Given records Block Start

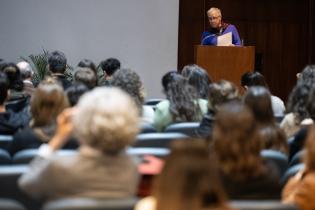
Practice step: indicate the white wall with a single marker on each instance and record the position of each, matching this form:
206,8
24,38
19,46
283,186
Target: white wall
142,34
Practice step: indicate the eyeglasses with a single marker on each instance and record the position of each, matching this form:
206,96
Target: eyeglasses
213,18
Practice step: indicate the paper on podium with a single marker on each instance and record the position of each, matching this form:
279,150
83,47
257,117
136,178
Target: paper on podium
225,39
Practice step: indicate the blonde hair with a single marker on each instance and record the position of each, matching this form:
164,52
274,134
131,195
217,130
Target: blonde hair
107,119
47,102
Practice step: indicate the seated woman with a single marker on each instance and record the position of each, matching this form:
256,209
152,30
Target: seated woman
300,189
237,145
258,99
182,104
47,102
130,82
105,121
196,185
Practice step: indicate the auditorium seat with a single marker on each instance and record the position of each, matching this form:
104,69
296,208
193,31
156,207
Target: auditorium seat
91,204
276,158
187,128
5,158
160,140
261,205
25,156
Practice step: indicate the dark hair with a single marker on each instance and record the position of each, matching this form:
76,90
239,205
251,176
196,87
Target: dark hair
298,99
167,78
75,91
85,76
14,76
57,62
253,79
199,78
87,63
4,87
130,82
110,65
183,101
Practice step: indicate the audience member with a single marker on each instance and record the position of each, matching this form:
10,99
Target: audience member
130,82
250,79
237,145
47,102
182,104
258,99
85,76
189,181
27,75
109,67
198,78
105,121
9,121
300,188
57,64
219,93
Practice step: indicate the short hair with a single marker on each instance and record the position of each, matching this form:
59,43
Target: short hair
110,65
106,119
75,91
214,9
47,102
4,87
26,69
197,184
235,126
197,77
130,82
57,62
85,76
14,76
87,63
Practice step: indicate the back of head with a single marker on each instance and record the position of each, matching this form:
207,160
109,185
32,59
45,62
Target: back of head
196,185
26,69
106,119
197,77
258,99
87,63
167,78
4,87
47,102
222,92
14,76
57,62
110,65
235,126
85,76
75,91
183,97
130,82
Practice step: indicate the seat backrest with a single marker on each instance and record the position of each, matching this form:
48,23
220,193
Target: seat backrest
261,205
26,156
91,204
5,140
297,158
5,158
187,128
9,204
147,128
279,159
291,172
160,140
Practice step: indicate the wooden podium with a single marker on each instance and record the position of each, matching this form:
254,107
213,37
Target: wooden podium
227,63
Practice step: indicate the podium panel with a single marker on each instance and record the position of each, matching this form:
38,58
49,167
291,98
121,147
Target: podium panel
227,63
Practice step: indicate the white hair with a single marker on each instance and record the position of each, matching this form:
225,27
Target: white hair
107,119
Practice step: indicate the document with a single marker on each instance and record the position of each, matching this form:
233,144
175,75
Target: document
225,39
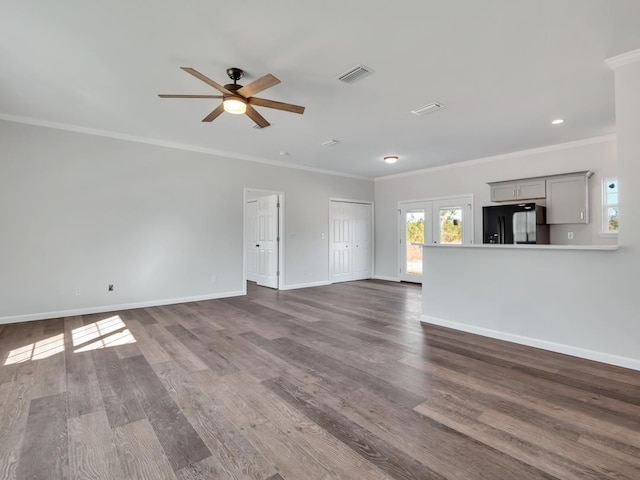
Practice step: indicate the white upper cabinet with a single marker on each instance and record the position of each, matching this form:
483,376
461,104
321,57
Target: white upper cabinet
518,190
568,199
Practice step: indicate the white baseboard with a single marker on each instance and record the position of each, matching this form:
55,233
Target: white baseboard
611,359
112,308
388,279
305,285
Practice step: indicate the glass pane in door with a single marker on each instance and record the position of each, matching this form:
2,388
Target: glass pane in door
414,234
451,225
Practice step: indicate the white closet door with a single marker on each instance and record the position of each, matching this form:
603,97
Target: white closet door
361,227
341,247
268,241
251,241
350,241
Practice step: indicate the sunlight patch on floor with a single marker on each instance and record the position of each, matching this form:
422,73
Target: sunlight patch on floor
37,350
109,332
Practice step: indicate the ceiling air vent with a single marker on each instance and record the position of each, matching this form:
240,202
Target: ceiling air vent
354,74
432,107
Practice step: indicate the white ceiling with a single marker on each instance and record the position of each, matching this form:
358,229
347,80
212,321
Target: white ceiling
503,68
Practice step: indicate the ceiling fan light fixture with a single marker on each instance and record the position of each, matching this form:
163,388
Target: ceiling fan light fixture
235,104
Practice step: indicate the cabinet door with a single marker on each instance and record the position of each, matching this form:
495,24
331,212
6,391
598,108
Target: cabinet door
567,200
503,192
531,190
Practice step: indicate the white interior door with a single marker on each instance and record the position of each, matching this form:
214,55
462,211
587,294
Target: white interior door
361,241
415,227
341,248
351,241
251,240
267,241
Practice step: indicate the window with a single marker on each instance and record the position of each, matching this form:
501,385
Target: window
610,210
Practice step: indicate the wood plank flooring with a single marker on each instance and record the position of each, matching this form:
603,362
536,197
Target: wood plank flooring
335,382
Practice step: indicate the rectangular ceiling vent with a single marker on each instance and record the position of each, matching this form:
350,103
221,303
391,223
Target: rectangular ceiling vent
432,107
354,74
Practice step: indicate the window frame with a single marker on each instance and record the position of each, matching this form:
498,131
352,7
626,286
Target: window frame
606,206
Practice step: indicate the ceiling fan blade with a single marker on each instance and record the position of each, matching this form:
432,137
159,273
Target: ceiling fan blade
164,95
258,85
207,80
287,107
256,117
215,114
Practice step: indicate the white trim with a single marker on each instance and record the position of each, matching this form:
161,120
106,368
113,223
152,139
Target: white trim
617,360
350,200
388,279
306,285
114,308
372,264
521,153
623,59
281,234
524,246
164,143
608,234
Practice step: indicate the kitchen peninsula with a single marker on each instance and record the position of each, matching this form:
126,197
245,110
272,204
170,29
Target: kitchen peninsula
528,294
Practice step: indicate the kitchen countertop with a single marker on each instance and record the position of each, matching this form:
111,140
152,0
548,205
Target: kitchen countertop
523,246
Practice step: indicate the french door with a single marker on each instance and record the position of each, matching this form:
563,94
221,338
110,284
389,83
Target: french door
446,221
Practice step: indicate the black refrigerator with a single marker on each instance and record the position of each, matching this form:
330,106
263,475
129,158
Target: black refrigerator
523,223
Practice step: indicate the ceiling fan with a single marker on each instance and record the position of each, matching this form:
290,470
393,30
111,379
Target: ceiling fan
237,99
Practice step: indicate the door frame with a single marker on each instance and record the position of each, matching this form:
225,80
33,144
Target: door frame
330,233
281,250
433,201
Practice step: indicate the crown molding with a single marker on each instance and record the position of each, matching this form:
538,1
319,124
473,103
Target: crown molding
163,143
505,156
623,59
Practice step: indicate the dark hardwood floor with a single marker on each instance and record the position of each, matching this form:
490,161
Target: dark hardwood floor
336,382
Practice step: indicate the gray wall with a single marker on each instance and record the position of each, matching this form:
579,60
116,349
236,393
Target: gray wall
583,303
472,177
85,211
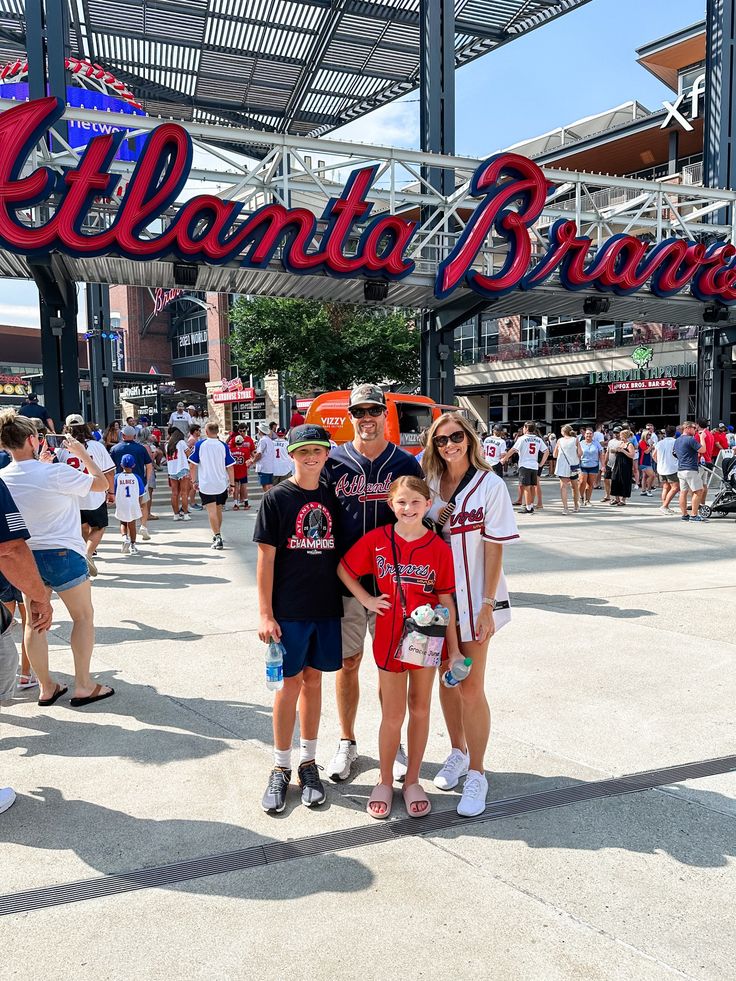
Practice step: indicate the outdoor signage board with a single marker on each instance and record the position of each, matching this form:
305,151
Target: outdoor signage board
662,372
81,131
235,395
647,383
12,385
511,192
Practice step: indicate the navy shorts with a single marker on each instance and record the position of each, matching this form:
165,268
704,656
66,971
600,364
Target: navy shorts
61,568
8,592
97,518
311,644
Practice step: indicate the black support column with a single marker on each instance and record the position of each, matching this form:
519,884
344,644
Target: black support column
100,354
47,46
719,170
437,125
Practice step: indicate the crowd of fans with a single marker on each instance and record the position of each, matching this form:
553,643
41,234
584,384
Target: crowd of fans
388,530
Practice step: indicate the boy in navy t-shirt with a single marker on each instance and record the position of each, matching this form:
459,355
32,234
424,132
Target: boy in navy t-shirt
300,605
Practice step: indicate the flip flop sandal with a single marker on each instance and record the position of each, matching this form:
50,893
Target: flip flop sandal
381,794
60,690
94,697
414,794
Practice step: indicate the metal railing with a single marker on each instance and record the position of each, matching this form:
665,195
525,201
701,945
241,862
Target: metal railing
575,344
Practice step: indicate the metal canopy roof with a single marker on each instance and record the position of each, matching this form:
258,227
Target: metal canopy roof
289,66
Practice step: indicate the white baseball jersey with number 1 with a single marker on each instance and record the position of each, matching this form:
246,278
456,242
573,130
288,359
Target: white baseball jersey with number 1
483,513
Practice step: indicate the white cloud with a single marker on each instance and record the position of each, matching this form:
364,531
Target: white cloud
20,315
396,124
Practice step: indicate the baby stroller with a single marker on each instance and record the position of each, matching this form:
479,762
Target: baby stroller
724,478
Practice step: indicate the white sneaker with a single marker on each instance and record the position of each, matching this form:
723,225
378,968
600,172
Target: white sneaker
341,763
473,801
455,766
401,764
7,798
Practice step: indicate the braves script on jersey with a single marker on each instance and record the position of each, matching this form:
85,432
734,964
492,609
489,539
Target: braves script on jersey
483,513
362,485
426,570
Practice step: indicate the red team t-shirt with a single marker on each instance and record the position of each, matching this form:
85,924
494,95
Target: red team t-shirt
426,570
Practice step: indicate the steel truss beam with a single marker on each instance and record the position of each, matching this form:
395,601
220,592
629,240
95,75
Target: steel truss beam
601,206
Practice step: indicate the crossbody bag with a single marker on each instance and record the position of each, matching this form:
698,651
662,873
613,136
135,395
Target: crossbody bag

Given records Block End

• About this task
Which of the lines above include the word "crossbody"? List those lines.

• Written answer
Practice step: indicate the crossbody bag with a single marker on each instance and record the position of each, matching this form:
Target: crossbody bag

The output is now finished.